#### Work to do:
Below is a listing to write out in full, exactly as given, without its pictures.

#### Material for this exercise:
::::

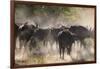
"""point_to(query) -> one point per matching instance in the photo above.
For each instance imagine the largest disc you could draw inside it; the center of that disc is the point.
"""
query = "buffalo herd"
(63, 35)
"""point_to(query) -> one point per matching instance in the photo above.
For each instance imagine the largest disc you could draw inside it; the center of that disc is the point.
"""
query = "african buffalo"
(65, 38)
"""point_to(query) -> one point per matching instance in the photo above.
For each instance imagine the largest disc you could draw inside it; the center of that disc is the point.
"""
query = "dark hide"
(81, 33)
(25, 34)
(40, 35)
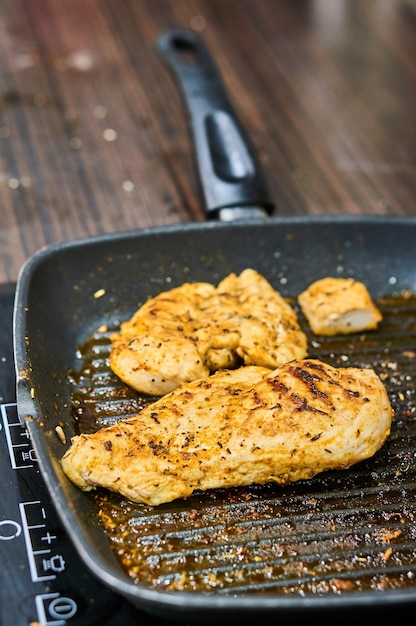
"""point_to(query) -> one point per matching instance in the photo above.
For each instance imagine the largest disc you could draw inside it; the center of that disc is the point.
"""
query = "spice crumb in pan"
(338, 533)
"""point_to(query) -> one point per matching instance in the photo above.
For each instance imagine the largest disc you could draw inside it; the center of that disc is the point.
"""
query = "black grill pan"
(342, 544)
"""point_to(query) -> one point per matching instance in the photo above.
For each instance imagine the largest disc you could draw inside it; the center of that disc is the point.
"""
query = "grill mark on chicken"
(193, 330)
(283, 425)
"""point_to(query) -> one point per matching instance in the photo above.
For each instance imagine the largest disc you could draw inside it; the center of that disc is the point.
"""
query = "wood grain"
(94, 138)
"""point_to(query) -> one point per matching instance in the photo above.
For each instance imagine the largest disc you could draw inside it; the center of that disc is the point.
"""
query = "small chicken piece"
(238, 427)
(335, 306)
(190, 331)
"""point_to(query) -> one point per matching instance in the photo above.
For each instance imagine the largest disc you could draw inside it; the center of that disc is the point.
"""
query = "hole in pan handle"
(231, 180)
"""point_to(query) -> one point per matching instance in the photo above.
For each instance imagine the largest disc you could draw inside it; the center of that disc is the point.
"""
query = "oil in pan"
(342, 531)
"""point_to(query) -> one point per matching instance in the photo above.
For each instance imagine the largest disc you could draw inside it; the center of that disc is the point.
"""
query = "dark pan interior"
(66, 292)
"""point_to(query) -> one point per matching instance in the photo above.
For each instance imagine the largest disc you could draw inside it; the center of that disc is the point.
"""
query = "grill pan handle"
(231, 180)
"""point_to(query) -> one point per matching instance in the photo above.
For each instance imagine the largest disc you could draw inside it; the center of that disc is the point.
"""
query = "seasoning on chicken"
(335, 306)
(238, 427)
(190, 331)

::::

#### Completed task:
"""point_to(query) -> one point per matching instance in the photo above.
For each instance imagine the largest disc you could draw inside it; the center of that disc is the point.
"""
query = "buffalo herd"
(63, 35)
"""point_to(query) -> one point per matching instance in the photo above.
For each instance imagine the largest disc you could draw inside it; the center of that disc is the point.
"""
query = "african buffalo"
(65, 38)
"""point_to(query) -> one point per matching instance in the photo above.
For each instance imagine the largest disc you could draw inside it; the center of that disc is the point.
"""
query = "dark hide"
(81, 33)
(25, 34)
(40, 35)
"""point_to(query) -> one point per matching instance in the photo above.
For each instance imagine the largest disc you could draw inside it; the center of that disc is the point.
"""
query = "spice crumb in pan"
(338, 533)
"""point_to(query) -> one point per matching instance in the photo above.
For each instance imagine the largest disc you could draw inside it; the center of that disc is the point.
"""
query = "black grill pan"
(342, 544)
"""point_to(query) -> one point per matching instance in the photo above.
For each instance imagine the largest disc you could draw inside it; the center of that disc is the point.
"""
query = "grill mark on chicken"
(193, 330)
(283, 425)
"""point_to(query) -> one point per matching instance in the photo above.
For each instance imagine the largest disc you could draw inside it; the center of that disc is the point.
"""
query = "wood grain"
(94, 138)
"""point_to(query) -> one point per matching instance in the photo above.
For each instance imagine the largest disc you could draw inside it; the center of that disc is the point.
"""
query = "small chicken piece"
(238, 427)
(335, 306)
(190, 331)
"""point_to(query) -> one point per matching instance in the photo above.
For each instance imagine the largest disc you could draw inside it; the center of that disc is the point.
"""
query = "hole in pan handle"
(231, 180)
"""point_to(query) -> one point per matching instance in the photo above.
For each instance imagine the largest disc you could draw inside it; the center of that disc is the point.
"""
query = "oil in pan"
(342, 531)
"""point_to(query) -> one point per matching instance in the photo above.
For each instance imagine the largest disc you could draw inside it; the center of that disc is the point.
"""
query = "dark pan interior"
(66, 292)
"""point_to(query) -> one point per matching instance in the photo above.
For each instance imagine the largest disc you could draw inside it; the center of that disc is the point.
"""
query = "grill pan handle"
(231, 180)
"""point_to(query) -> one point per matching instance in the photo above.
For each instance imagine the largest disc you could draw inside it; the center of that disc is the point.
"""
query = "seasoning on chicken"
(335, 306)
(238, 427)
(190, 331)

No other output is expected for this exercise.